Data extracts:
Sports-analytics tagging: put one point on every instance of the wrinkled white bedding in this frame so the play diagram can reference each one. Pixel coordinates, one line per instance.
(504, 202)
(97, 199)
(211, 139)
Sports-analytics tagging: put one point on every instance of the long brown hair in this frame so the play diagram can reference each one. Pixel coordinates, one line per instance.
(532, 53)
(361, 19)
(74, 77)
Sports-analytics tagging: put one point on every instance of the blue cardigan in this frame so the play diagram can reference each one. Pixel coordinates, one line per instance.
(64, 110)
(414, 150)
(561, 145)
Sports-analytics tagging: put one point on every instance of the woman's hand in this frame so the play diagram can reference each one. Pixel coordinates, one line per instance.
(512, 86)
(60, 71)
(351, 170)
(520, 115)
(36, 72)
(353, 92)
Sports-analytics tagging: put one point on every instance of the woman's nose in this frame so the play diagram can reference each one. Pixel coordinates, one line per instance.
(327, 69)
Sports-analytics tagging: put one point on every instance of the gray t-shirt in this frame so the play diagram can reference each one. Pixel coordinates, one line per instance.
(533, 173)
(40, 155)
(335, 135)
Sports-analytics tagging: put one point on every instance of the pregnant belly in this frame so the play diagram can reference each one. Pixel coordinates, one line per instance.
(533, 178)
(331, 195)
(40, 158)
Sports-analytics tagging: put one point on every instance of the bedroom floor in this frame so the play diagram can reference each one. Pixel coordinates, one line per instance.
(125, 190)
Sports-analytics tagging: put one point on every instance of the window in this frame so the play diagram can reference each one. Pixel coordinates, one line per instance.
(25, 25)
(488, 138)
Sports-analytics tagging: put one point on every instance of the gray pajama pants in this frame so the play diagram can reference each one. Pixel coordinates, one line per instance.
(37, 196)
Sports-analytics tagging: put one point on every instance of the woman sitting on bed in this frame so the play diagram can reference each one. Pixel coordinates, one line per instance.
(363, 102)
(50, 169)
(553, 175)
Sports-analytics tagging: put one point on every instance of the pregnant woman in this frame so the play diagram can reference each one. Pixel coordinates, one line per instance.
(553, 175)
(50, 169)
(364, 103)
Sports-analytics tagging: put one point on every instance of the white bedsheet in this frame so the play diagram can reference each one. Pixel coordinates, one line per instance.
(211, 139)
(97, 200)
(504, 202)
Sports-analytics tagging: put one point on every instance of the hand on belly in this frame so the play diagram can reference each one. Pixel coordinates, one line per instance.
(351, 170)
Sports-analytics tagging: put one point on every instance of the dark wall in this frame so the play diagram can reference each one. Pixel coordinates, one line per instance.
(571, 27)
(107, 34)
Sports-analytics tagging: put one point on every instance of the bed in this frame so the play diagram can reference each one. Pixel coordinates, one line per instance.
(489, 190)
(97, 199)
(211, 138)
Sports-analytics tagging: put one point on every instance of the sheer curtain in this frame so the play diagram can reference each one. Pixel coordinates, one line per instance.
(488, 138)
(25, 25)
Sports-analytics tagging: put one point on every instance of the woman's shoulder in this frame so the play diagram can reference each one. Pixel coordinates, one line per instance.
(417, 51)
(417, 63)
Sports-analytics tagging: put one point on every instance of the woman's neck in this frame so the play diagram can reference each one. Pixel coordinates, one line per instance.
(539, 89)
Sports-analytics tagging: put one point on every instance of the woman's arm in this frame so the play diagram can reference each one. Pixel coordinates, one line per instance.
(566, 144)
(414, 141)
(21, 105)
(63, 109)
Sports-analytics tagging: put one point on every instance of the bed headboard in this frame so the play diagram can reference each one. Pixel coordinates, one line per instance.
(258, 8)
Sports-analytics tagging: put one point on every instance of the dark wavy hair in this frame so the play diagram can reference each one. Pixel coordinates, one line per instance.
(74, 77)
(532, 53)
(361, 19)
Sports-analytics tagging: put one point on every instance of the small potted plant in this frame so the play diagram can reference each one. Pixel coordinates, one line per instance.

Exercise requirements: Print out the whole of the material exactly, line for line.

Task response:
Sports-analytics tagging: put one point on every instance of the wrinkled white bedding in this frame so the play diagram can reference each one. Pixel coordinates, one line per instance.
(504, 202)
(97, 199)
(211, 139)
Sports-analytics tagging: put one point on every instance of the long brown hair in this frame so the play diagram can reference each one. Pixel coordinates, one line per instance.
(532, 53)
(361, 19)
(74, 77)
Sports-analytics tagging: put one point on every instance of the blue cardigan in this frame so the play diagram can reference each one. Pixel coordinates, one line per instance.
(64, 110)
(414, 150)
(561, 145)
Sports-analytics tagging: put one point on every instance of the woman's hand in this frame so the play diagram can reference each one. Pixel coordinates, one line per instance.
(512, 86)
(60, 71)
(351, 170)
(520, 115)
(36, 72)
(353, 92)
Sports-analytics tagging: put one point on every instance of the woman's nose in this frame so the play diagram can reference each one. Pixel coordinates, one line per instance.
(327, 69)
Sports-analytics tagging: put one point on every instance of the gray t-shirt in this frame so the play diagram can reference each one. Pixel coordinates, one line per instance.
(533, 173)
(40, 155)
(335, 135)
Sports-analytics tagging: put one point on every instance of the pregnant belly in this frame so the play diagram can reference each one. Pixel coordinates, one line per instance.
(533, 178)
(331, 195)
(40, 158)
Sports-analytics tagging: put one point on every instance of the bedroom floor in this frame so the play diagram can reference each one. Pixel coordinates, one line per instance.
(125, 190)
Sports-analytics tagging: put one point on every instance of the window in this frame so the play diagram can reference each one. Pixel coordinates, one line per instance.
(25, 25)
(488, 138)
Sports-analytics tagging: put one point on every instance of the gray pajama pants in this frame so the play diagram can reference each one. Pixel coordinates, one line per instance.
(37, 196)
Sports-analytics tagging: put one point on every instance of the woman sitting on bed in this frame so the play diagram can reference each one. Pixel coordinates, one line per instance.
(363, 102)
(50, 169)
(553, 175)
Sports-analytics tagging: put one point on every instance of the pregnant woman in this frame so the play diagram can reference each one. Pixel coordinates, one line per instance.
(553, 175)
(50, 169)
(364, 103)
Sports-analytics tagging: put one point on every instance of the white bedsheet in this frame so the play diagram can reference each one. Pixel coordinates, one line per instance.
(211, 139)
(97, 200)
(504, 202)
Sports-analytics tagging: put one point on every instance of the hand on belly in this frame so the play diagram can reference each one. Pixel coordinates, one line per instance.
(351, 170)
Sports-analytics tagging: put one point on every instance of the dark wall in this frame so the play diagram can reference each one. Pixel coordinates, one line per instance.
(571, 27)
(107, 34)
Sports-analytics tagging: put one point on every instance of the bed in this frame so the play diagram can reference each one. Pixel coordinates, one line per instance.
(489, 190)
(97, 199)
(211, 138)
Sports-analytics tagging: put one point on every instance of the sheer curtain in this frame so the play diagram can reference each one. Pixel coordinates, one line per instance.
(488, 138)
(25, 25)
Sports-analytics tagging: put one point on every instance of the woman's shoulder in this frame so the play diagram can reference each one. Pixel coordinates, one line per instance.
(417, 51)
(417, 63)
Sports-analytics tagging: put one point on every instance of the woman's neck in this frame so the play diagram can reference each one. Pixel coordinates, one line per instance.
(539, 89)
Sports-analytics tagging: put one point on every instance of the woman's arm in this frame so the play diagram can reference each one. Pixel coordinates, one line per instance.
(566, 144)
(414, 141)
(21, 105)
(63, 109)
Sports-analytics tagging: put one point on every instance of the bed headboard in this frame so the play diagram can reference each one. Pixel coordinates, one line per instance.
(258, 8)
Sports-analytics tagging: put one point on every instance of the dark wavy hair in this frame so the play diagram can reference each one. Pixel coordinates, one line per instance.
(74, 77)
(532, 53)
(361, 19)
Sports-analytics tagging: put one point on every instance of the small potted plant in this frame so the play diagram can reference each one. Pixel coordinates, one line per instance.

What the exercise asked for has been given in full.